Action item => Print exactly the lines below between the line holding "indicate the white banner, a" and the line holding "indicate the stone", inclusive, and nothing more.
----- Data to process -----
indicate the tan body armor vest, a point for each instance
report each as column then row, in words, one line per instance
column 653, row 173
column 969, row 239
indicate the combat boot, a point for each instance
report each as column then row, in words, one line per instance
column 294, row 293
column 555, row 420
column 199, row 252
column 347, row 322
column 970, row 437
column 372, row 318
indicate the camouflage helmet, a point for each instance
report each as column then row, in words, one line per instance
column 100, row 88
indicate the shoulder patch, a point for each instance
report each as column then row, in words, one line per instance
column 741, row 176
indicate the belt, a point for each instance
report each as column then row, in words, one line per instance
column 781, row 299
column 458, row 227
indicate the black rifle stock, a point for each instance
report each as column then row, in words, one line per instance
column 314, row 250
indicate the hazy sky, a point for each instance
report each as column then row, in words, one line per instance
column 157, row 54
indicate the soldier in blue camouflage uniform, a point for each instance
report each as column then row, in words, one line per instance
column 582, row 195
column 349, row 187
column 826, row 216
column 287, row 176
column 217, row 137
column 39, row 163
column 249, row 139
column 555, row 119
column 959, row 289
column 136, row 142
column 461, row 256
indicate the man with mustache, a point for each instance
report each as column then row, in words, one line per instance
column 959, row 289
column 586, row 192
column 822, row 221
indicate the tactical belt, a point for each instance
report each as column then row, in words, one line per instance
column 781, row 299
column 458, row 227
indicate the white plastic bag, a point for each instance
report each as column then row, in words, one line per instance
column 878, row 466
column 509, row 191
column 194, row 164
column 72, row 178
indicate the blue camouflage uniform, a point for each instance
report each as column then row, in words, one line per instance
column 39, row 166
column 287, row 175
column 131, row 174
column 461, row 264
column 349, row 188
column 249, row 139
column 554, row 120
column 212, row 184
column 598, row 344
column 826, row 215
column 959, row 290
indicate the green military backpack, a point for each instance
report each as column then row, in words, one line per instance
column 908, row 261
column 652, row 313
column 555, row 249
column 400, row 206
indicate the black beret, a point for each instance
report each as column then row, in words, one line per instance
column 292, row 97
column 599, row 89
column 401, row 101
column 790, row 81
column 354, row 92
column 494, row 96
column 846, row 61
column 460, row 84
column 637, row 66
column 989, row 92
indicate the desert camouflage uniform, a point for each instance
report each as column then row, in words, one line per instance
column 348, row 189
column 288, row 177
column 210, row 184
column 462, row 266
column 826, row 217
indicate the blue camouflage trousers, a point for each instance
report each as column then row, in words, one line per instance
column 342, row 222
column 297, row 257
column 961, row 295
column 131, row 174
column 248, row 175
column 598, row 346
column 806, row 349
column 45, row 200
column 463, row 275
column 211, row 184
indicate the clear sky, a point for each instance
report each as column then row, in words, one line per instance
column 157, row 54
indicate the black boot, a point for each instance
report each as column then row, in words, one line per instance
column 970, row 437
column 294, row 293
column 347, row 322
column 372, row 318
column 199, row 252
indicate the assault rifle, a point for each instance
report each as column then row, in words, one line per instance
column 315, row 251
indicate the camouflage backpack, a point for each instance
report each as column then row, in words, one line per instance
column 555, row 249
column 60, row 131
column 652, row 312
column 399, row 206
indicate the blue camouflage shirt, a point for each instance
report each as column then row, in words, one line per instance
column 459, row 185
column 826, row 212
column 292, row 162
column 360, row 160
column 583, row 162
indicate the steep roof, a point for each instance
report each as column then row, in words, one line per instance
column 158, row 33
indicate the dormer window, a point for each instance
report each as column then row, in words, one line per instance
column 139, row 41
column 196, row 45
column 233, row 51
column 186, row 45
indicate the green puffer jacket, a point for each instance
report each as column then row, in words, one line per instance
-----
----- Data to process -----
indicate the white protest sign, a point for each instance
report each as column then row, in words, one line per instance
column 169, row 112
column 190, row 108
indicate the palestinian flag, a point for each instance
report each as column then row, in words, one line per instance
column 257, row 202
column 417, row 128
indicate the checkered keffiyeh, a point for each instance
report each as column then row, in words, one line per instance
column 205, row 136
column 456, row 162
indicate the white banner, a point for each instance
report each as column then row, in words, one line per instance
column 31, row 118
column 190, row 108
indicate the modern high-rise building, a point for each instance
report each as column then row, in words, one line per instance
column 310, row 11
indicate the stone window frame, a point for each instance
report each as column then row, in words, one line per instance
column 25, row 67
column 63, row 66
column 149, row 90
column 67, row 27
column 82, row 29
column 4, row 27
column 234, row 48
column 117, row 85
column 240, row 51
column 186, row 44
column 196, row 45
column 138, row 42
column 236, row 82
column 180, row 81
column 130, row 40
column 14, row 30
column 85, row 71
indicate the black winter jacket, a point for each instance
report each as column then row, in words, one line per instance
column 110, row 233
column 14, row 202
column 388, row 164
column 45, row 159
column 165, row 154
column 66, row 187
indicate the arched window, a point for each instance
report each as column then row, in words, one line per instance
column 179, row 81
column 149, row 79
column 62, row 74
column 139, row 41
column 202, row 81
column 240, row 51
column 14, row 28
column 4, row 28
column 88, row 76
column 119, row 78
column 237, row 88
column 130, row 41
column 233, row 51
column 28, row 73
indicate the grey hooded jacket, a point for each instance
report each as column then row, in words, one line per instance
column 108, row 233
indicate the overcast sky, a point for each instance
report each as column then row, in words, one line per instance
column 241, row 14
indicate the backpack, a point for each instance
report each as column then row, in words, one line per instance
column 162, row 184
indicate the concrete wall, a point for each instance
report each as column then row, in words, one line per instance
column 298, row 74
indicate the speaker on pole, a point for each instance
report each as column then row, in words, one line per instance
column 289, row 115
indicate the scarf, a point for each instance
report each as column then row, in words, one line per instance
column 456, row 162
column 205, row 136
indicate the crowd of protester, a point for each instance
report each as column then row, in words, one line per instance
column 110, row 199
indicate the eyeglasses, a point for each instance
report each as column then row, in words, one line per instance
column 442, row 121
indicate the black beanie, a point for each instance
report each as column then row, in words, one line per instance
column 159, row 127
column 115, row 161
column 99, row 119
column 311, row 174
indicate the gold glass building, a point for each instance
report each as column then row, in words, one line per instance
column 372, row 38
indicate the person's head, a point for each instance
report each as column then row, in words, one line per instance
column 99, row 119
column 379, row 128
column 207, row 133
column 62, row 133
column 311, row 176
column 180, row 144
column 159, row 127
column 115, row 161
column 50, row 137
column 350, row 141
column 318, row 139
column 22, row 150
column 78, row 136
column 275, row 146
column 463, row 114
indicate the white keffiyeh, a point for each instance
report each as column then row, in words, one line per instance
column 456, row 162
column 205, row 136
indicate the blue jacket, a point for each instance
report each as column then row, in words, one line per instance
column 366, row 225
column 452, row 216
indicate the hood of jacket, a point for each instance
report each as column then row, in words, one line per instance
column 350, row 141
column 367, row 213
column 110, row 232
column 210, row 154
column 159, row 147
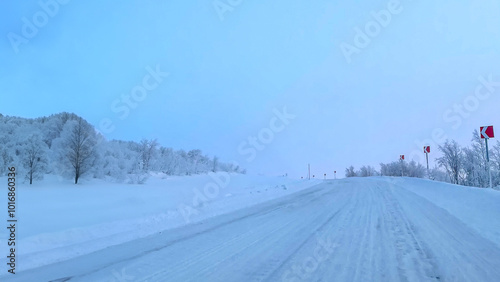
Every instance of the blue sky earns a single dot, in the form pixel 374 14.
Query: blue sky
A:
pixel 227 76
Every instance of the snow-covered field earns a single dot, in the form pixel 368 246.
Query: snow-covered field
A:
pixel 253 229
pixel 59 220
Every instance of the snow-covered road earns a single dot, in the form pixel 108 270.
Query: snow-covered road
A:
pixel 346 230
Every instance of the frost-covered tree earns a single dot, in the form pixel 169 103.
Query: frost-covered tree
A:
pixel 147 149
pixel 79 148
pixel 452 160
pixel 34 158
-----
----- Data to process -----
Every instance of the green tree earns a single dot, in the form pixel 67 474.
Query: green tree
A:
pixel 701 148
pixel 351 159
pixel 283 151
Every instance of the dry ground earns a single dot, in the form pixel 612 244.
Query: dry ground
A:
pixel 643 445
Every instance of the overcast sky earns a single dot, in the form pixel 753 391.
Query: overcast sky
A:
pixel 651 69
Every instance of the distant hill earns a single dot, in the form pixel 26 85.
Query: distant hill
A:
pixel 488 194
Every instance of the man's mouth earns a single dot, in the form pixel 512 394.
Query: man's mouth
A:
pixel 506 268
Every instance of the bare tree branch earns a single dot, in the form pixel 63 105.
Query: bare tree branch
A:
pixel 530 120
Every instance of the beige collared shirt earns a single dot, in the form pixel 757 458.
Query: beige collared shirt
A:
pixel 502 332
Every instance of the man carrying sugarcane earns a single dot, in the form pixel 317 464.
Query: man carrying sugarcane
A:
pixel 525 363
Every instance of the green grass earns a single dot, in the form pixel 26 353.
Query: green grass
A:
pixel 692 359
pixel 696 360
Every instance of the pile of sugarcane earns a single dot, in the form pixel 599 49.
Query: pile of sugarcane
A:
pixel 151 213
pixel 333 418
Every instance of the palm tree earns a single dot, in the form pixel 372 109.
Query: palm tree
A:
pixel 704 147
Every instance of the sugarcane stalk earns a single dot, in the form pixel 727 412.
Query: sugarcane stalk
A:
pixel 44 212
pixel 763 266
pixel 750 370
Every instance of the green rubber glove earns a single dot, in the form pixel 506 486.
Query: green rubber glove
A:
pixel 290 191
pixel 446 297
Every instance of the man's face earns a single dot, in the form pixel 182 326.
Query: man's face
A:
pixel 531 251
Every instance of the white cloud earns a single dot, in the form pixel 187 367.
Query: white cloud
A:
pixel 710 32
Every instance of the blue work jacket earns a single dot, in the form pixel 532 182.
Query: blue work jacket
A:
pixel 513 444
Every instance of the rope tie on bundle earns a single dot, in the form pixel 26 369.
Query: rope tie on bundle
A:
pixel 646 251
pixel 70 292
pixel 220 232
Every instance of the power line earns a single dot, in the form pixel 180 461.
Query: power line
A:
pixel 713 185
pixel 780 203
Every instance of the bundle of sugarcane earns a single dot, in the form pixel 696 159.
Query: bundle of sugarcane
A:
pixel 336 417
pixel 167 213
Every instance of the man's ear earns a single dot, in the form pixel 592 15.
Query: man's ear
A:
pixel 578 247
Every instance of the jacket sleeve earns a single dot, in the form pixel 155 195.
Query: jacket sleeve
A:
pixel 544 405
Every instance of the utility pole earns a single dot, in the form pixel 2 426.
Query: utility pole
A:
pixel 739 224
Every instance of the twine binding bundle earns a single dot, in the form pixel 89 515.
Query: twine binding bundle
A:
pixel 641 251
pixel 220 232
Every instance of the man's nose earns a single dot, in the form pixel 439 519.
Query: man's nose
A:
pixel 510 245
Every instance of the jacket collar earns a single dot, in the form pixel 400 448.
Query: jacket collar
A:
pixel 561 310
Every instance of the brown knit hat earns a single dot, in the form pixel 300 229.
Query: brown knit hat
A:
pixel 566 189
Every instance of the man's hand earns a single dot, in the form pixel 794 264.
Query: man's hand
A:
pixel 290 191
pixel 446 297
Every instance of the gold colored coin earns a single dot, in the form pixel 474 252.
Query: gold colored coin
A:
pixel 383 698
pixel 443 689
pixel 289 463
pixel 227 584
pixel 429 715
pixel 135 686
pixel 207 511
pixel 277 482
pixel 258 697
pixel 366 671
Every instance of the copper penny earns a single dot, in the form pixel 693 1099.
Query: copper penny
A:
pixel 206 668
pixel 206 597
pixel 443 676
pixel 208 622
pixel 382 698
-----
Exercise answer =>
indicate the white banner, a point for each instance
report each as column then row, in words, one line per instance
column 31, row 118
column 190, row 108
indicate the modern high-rise building, a point for each instance
report each as column then row, in words, one line per instance
column 310, row 11
indicate the stone window frame, a point for each instance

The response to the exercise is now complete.